(Directions for this task):
Where a record holds a picture, leave the picture out; otherwise repeat every record exactly.

********************

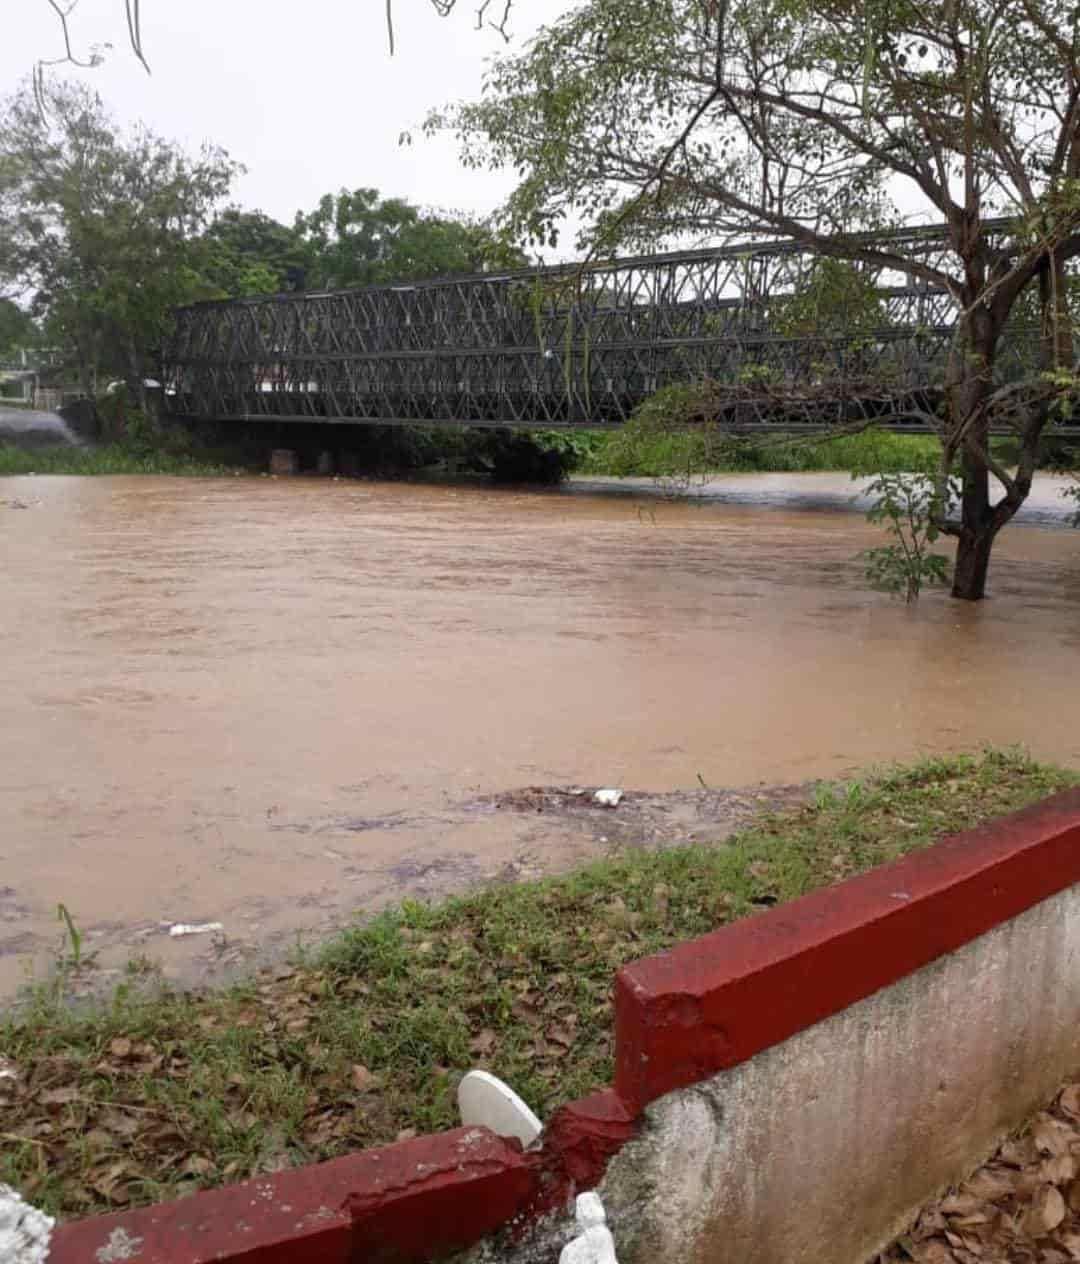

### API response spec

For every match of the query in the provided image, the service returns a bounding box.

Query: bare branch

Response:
[386,0,514,53]
[34,0,150,107]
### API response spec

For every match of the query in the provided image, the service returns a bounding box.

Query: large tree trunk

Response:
[952,517,996,600]
[948,308,998,601]
[126,338,148,414]
[951,432,996,600]
[950,250,1075,599]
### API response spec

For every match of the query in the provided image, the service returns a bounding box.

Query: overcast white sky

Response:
[5,0,571,231]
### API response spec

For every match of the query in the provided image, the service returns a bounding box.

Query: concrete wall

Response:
[597,881,1080,1263]
[47,789,1080,1264]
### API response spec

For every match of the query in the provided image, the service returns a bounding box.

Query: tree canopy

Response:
[0,79,237,398]
[293,188,527,290]
[0,299,35,358]
[195,192,528,298]
[435,0,1080,598]
[201,209,310,297]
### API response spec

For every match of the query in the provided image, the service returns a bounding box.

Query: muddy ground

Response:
[24,781,808,1004]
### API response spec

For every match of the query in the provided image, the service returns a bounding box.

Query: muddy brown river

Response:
[2,472,1078,999]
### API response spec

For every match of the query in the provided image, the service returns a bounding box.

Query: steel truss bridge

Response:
[163,219,1043,434]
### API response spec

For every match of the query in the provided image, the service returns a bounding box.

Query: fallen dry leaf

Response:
[1058,1229,1080,1259]
[913,1241,957,1262]
[1042,1154,1078,1185]
[38,1086,80,1107]
[350,1065,379,1093]
[469,1029,497,1056]
[940,1193,987,1218]
[1000,1136,1041,1168]
[90,1161,130,1205]
[962,1167,1018,1203]
[546,1024,576,1050]
[1022,1184,1066,1238]
[1061,1087,1080,1121]
[883,1077,1080,1264]
[1034,1117,1074,1158]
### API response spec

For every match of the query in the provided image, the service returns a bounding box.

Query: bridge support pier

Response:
[269,448,298,476]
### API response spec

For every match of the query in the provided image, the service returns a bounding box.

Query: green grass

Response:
[0,442,237,477]
[574,426,944,478]
[0,751,1071,1218]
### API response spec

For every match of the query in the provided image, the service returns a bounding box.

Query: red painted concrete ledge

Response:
[47,787,1080,1263]
[615,785,1080,1109]
[47,1094,636,1264]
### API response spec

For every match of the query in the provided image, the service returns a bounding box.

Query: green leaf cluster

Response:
[862,471,958,602]
[0,79,238,391]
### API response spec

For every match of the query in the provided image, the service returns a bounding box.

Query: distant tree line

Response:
[0,79,525,401]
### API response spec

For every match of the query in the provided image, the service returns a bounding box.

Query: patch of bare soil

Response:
[469,782,810,851]
[877,1082,1080,1262]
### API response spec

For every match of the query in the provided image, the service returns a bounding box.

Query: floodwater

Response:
[1,471,1078,998]
[0,404,79,448]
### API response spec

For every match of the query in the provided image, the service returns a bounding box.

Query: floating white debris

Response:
[0,1185,54,1264]
[168,922,223,938]
[559,1192,619,1264]
[457,1069,543,1148]
[594,789,623,808]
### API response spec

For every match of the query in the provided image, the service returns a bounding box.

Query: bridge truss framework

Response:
[163,220,1048,435]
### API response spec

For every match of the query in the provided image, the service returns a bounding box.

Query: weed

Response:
[55,904,83,970]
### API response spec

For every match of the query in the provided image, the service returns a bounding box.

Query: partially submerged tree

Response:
[436,0,1080,599]
[0,79,237,403]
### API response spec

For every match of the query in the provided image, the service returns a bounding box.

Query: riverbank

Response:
[1,750,1071,1219]
[570,426,944,477]
[0,441,238,476]
[0,425,952,480]
[6,425,1073,484]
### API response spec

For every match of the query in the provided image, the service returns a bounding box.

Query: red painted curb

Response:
[47,1127,530,1264]
[347,1126,533,1263]
[615,786,1080,1110]
[525,1089,638,1217]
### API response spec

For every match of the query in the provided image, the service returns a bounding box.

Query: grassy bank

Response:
[0,750,1072,1219]
[570,426,943,478]
[0,427,946,481]
[0,442,239,477]
[4,425,1075,482]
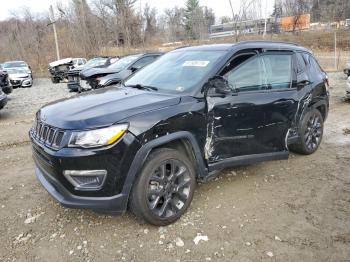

********************

(Answer to this task):
### API response spec

For every match of the query in the provided image, the service returns a bounding box.

Query: bare branch

Response:
[386,0,514,53]
[34,0,150,107]
### API response spec

For every match of the query in the provided image, the service returns a bounding box.

Query: large tree trunk

Response:
[952,517,996,600]
[948,308,998,601]
[126,338,148,414]
[951,432,996,600]
[950,250,1075,599]
### API response spec

For every match of the query in the provided image, the service returns a bounding box.

Query: overcast white sky

Response:
[5,0,571,231]
### API response spec

For every match of the query in the provided image, the service returns a bounding box.

Query: concrete wall

Response:
[597,881,1080,1263]
[47,789,1080,1264]
### API response spec

For every match of the query in the provided image, the service returns a bounding box.

Query: tree canopy

Response:
[0,79,237,398]
[293,188,527,290]
[0,299,35,358]
[195,192,528,298]
[435,0,1080,598]
[201,209,310,297]
### API response spec

For every match of the query in the provided image, the service returns a bounding box.

Query: muddy ground

Response:
[24,781,808,1004]
### API response spec

For every match of the query in the provided image, the service returns a bounding box.

Query: muddy brown river

Response:
[2,472,1078,999]
### API response spec

For every match of the query in the provided image, the service returns a bounding box.

Query: steel truss bridge

Response:
[163,219,1043,434]
### API response spec

For every match of the query in the provided image, the service returns a bounding box.

Query: fallen dry leaf

Response:
[1058,1229,1080,1259]
[913,1241,957,1262]
[1042,1154,1078,1185]
[38,1086,80,1107]
[350,1065,379,1093]
[469,1029,497,1056]
[940,1193,987,1218]
[1000,1136,1041,1168]
[90,1161,130,1205]
[962,1167,1018,1203]
[546,1024,576,1050]
[1022,1184,1066,1238]
[1061,1087,1080,1121]
[883,1077,1080,1264]
[1034,1117,1074,1158]
### API response spec

For every match of the query in the provided image, the service returns a bounding box.

Query: bridge support pier

Response:
[269,448,298,476]
### API response spec

For every match of the query in the provided image, the service returns a bounding box.

Query: green grass

Response:
[0,442,237,477]
[574,426,944,478]
[0,751,1071,1218]
### API response spec

For every match of the query in the provided image, the service returns a bounding box.

Query: red painted concrete ledge

Response:
[47,787,1080,1263]
[615,785,1080,1109]
[47,1094,636,1264]
### API response spec

For every match of the query in the provided image, the service returns a bounding box.

Query: green leaf cluster

Response:
[862,471,958,602]
[0,79,238,391]
### API response spec

For every match of the query in the provided image, the service returns a bounding box.

Query: distant tree line

Response:
[0,79,525,401]
### API response spec

For every match of the query in the provided image, the service returns a bounding box.

Query: patch of bare soil

Response:
[469,782,810,851]
[877,1082,1080,1262]
### API response spec

For every match of the query in the provided image, the service returns a bounding box.

Query: floodwater

Response:
[1,471,1078,998]
[0,404,79,448]
### API response spec

For every match of the query in the provided image, the service returns a bounding box.

Query: floating white debris

Response:
[0,1185,54,1264]
[168,922,223,938]
[559,1192,619,1264]
[457,1069,543,1148]
[594,789,623,808]
### API response spec

For every match of the query in the provided image, the service returns a bounding box.

Query: bridge truss framework

Response:
[163,220,1048,435]
### API response spec

For every match of the query in the provided image, the service returns a bounding box.

Query: weed

Response:
[55,904,83,970]
### API response spec

For every match of the query in the provided image, the service returns a bounding box.

Query: partially submerged tree

Response:
[436,0,1080,599]
[0,79,237,403]
### API response spec

For every match of the query in the provided image, the service returns a bounding box.

Query: riverbank

Response:
[1,750,1071,1219]
[570,426,944,477]
[0,441,238,476]
[0,425,952,480]
[6,425,1073,484]
### API response spec

For every match of the query in the provided image, the service returns a bounding box.

Query: red painted curb

Response:
[47,1127,530,1264]
[347,1126,533,1263]
[615,786,1080,1110]
[525,1089,638,1217]
### API response spec

For every match of the query in the provided image, the service returns a bounding box.

Query: grassy bank

Response:
[0,750,1072,1219]
[570,426,943,478]
[0,427,946,481]
[0,442,239,477]
[4,425,1075,482]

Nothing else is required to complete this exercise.